Text for analysis -
┄┄┄┄┄┄┄┄┄┄
Although an estimated 11 million people in the U.S. identify as lesbian, gay, bisexual, transgender or queer (LGBTQ), nursing research and scholarship on the community’s health needs has historically lagged that of other demographics.

New York’s Dr. Caroline Dorsen is changing that. 

Growing up a few blocks from Greenwich Village’s Stonewall Inn — an iconic site of the gay liberation movement — LGBTQ rights and social justice issues were always on her mind. Nursing, however, didn’t catch her attention until she graduated with a degree in anthropology from the University of California, Berkeley.

“I was interested in the impact of culture on health,” says Dorsen. “And as I got deeper into medical anthropology, the role of nurses and nurse practitioners was really appealing. They were educators, advocates, clinicians and public-health minded people.”
┄┄┄┄┄┄┄┄┄┄
Exercise - Continue the piece above on Dr. Caroline Dorsen and LGBTQ health in nursing, starting right after her quote about nurses and nurse practitioners.

Given material -
┄┄┄┄┄┄┄┄┄┄
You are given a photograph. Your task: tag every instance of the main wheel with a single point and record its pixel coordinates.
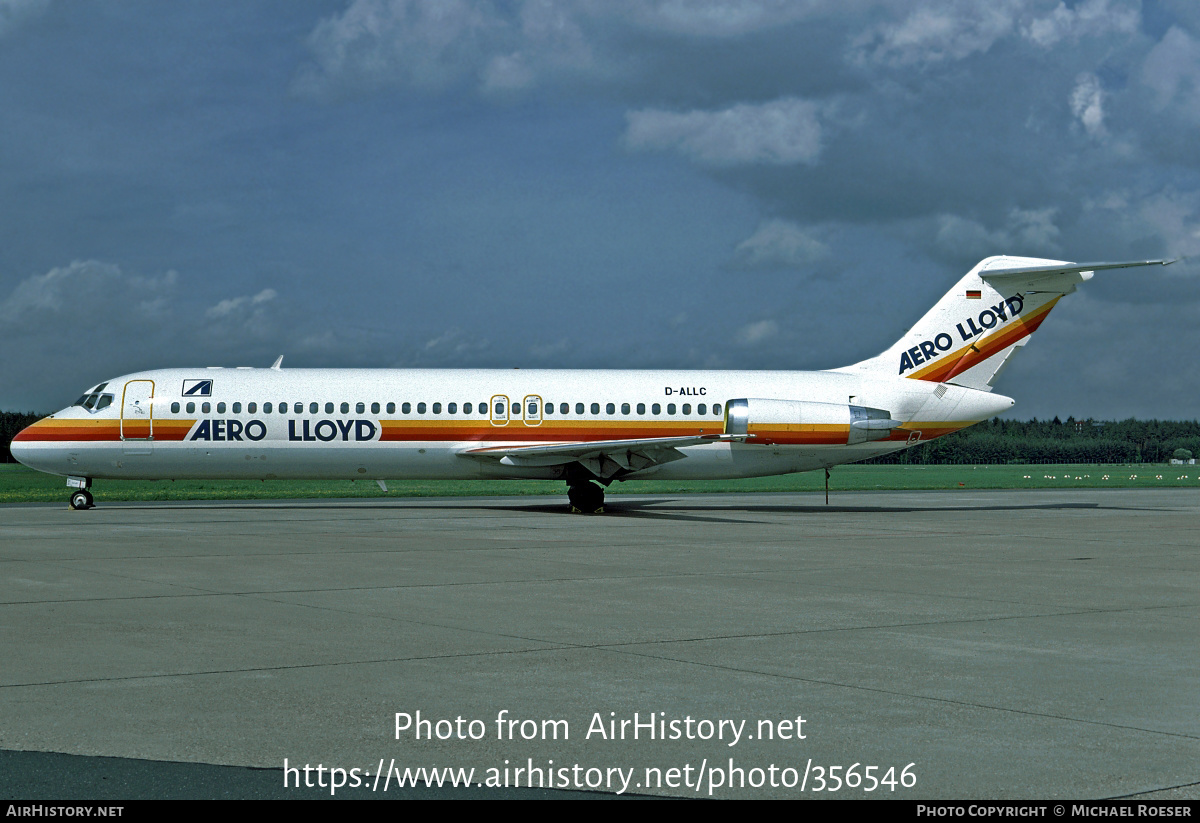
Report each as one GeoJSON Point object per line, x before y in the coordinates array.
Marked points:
{"type": "Point", "coordinates": [586, 498]}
┄┄┄┄┄┄┄┄┄┄
Written answer -
Dorsen is now a certified nurse practitioner, with a Ph.D. in nursing research and theory development. And she, too, now juggles roles as an educator, advocate and clinician. 

The New York native is an assistant professor at New York University’s (NYU) Rory Meyers College of Nursing, where she teaches and researches how gender identity and sexual orientation impact a person’s health. It’s scholarship that researchers are only now realizing the importance of, she says.

“We have a whole generation of people who, for them, this was not on their radar and not something we learned about in school,” says Dorsen.